▸ **Selected text**:
-.-.-

Thirty years later he was supported by a Portuguese astronomer, Don Ribeiro de Sampeio ("Diario da Viegem, no anno de 1774 et 1775") who, however, spoke only by hearsay. Gili, the missionary, was told by an Indian of the Quaqua tribe that the Aikeambenanos ("women living alone") dwelt on the banks of the Cuchinero, which falls into the Orinoco opposite the island of Taran, between Cayeara and Alta Gracia.

Count Pagan, in his "Relation de la Rivière des Amazones," after testifying to the existence of the nation, observes, in his florid style "Que l'Asie ne se vante plus de ses comptes véritables ou fabuleuses des Amazones. L'Amérique ne lui céde point cet avantage.... Et que le fleuve de Thermodoon ne soit plus enflé de la gloire de ces conquérantes les guerrières."

The Abbé Guyon, in his "Histoire des Amazons," Paris, 1740, expresses great faith in the story of these South American dames; and suggests that they were colonised by the African Amazons, who might, he suggests, have passed from the Old to the New World by the now submerged isle of Atlantis. But his testimony is of little value, as it evidently rests almost entirely upon D'Acugna's report.

-.-.-

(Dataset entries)
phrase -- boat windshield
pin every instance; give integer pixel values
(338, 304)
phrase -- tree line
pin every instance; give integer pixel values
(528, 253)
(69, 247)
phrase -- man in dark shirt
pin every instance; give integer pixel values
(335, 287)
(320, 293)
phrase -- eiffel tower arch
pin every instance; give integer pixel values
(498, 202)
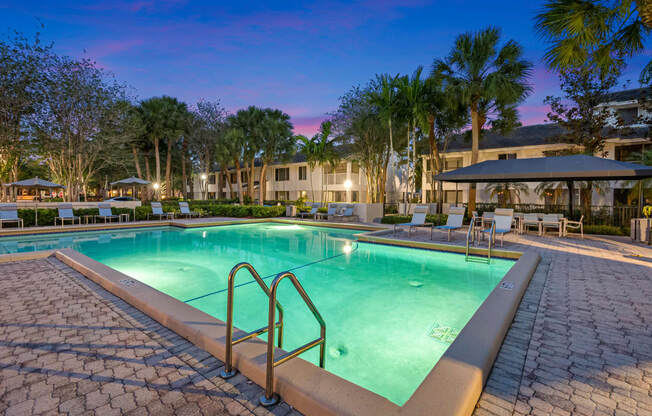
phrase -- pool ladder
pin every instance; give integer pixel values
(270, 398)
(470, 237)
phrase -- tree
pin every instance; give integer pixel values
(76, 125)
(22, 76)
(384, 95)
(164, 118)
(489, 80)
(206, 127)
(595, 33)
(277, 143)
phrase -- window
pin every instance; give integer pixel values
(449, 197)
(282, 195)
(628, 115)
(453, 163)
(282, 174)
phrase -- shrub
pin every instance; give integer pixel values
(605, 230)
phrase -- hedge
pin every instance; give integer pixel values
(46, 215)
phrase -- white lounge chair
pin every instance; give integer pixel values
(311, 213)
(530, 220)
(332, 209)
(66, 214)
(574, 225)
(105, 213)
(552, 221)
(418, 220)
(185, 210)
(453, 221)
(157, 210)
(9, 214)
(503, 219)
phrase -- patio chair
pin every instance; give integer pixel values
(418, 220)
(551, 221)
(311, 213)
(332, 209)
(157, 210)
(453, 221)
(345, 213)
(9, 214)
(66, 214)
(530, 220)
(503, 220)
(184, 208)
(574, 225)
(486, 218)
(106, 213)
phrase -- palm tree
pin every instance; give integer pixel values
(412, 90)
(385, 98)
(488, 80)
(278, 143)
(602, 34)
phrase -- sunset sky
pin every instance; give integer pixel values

-.-.-

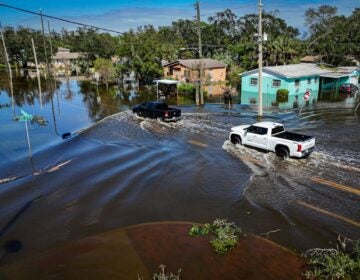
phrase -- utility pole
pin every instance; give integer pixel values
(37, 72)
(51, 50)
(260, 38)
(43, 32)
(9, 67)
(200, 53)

-.-.-

▸ **What is expected**:
Write the next part of the passage on accounts of a nation of Amazon women in South America, starting where it ends.

▸ **Task answer**:
Even within the last twenty or thirty years, many Indian tribes have expressed their belief in the existence of the Amazons. Those who dwell on the Essequibo, the Rupunni, and the lower Corentyn, gravely assured Sir Robert Schomburgh, in 1844, that separate tribes of women still lived on the upper part of the Corentyn, in a country called Marawonne; and the narrators went so much into detail that Sir Robert and his companions were almost inclined to believe them. The natives further told them that when they had journeyed some distance above the great cataracts of the Corentyn, at a point where two gigantic rocks (named by the Indians Pioomoco and Surama) rose from either shore, they would be in the country of the Woruisamocos, or Amazons.

Sir Robert, while travelling over the vast savannahs, frequently came upon heaps of broken pottery, which the Macusion Indians said were relics of the Woruisamocos, who had formerly dwelt there. The Caribs were especially persistent in declaring that an Amazonian republic still existed in the centre of Guiana "in those districts which no European had ever visited."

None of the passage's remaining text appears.